PAGE EXTRACT:
★ ★ ★

Yesterday, the Colorado Supreme Court granted a Petition for Writ of Certiorari in the case of Brandon Coats v. Dish Network, easily the most important case regarding marijuana and the employer/employee relationship in the State of Colorado. The Court will consider two issues:
- whether Colorado’s lawful off-duty activities statute “protects employees from discretionary discharge for lawful use of medical marijuana outside the job where the use does not affect job performance,” and
- whether the State’s medical marijuana amendment to the Colorado Constitution “makes the use of medical marijuana ‘lawful’ and confers a right to use medical marijuana to persons lawfully registered with the state.”
Coats sought review by the Colorado Supreme Court last summer following the Colorado Court of Appeals decision in April 2013 that the term “lawful” as used in the lawful off-duty activities statute means lawful under both state and federal law. That decision upheld Mr. Coats’ termination by his employer for off-duty marijuana use, as evidenced by a routine drug test.

★ ★ ★

DATA RECORDS:
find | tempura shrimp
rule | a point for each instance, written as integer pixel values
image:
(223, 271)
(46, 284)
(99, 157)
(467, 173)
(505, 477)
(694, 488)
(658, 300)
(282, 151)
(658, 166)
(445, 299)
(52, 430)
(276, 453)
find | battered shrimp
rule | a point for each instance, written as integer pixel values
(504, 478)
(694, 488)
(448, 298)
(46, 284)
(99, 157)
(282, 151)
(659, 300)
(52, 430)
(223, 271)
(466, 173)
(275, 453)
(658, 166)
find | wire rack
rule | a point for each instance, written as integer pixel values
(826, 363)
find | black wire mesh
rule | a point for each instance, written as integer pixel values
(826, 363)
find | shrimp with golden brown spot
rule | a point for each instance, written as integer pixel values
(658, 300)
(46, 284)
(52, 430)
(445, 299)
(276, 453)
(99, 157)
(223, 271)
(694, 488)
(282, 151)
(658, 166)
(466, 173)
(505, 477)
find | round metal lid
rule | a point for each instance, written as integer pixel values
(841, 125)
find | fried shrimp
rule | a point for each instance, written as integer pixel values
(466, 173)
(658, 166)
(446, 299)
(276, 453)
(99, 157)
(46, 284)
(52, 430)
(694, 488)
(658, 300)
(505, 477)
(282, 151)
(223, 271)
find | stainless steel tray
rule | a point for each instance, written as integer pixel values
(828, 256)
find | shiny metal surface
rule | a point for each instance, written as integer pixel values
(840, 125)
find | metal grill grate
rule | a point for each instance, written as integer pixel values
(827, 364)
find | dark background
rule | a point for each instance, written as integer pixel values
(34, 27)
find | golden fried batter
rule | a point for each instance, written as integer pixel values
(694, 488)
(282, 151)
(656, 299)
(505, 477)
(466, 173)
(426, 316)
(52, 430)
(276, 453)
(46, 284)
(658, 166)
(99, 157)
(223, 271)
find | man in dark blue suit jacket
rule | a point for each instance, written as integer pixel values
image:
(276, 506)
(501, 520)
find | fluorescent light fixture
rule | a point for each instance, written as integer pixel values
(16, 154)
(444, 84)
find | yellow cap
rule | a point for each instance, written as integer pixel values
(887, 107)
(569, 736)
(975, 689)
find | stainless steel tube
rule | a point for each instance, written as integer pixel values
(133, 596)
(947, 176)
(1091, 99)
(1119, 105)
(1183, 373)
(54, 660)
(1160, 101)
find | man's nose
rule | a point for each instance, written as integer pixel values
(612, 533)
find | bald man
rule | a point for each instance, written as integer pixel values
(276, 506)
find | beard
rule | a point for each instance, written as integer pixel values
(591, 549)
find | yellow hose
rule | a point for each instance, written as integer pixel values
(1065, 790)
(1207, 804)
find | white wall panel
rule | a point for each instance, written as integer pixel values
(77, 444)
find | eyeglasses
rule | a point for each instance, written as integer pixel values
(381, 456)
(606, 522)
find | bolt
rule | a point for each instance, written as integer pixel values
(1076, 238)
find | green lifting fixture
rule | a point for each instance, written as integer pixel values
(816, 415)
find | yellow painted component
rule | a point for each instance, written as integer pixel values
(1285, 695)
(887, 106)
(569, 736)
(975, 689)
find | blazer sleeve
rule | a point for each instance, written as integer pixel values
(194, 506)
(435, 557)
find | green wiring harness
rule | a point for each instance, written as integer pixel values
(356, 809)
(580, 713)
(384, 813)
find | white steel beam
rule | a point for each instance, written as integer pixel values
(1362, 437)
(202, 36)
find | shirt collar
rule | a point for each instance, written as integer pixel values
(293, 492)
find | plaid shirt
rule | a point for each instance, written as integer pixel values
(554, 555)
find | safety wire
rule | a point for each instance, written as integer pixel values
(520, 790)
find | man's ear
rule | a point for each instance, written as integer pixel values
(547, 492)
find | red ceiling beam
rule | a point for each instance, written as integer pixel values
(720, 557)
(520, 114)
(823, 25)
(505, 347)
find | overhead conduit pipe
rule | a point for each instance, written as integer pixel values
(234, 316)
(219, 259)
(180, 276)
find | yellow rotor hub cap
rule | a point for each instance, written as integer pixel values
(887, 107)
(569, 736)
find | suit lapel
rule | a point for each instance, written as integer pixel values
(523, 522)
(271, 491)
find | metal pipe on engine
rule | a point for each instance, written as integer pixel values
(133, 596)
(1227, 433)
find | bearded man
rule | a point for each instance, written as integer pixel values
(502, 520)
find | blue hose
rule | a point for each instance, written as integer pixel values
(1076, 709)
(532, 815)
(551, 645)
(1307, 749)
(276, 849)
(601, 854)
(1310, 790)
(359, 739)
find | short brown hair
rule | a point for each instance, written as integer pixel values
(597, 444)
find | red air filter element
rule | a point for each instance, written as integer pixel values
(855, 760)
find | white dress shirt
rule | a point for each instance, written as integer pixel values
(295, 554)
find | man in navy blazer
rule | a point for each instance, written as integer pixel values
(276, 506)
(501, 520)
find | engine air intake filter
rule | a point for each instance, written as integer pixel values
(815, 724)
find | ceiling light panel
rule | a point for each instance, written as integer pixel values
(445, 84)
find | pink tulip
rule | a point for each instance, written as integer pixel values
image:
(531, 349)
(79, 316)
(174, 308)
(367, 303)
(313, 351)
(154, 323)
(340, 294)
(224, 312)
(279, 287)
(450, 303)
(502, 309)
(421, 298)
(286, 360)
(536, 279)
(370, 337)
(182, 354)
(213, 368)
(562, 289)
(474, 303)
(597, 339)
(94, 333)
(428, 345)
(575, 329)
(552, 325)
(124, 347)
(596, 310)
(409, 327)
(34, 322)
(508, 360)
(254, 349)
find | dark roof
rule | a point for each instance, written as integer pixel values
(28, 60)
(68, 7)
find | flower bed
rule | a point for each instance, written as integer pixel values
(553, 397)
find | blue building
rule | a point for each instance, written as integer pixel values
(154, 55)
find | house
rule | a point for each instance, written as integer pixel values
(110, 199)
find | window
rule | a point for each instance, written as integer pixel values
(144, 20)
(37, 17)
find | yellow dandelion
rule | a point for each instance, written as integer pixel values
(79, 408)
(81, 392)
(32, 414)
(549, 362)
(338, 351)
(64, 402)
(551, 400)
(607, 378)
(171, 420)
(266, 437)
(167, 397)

★ ★ ★

EXERCISE BRIEF:
Continue the piece on Brandon Coats v. Dish Network, starting after its final sentence. You won't need the lines for this.

EXPECTED OUTPUT:
As a result of that holding, Colorado employers are free to discipline employees for off-duty marijuana use without having to prove on-the-job impairment.
“A ‘yes’ answer to either of the above questions could mean a major shift for employers’ rights,” says MSEC attorney Curtis Graves. “But it’s important to remember that neither Mr. Coats nor any of the employees terminated in the major marijuana cases was using marijuana in the workplace.”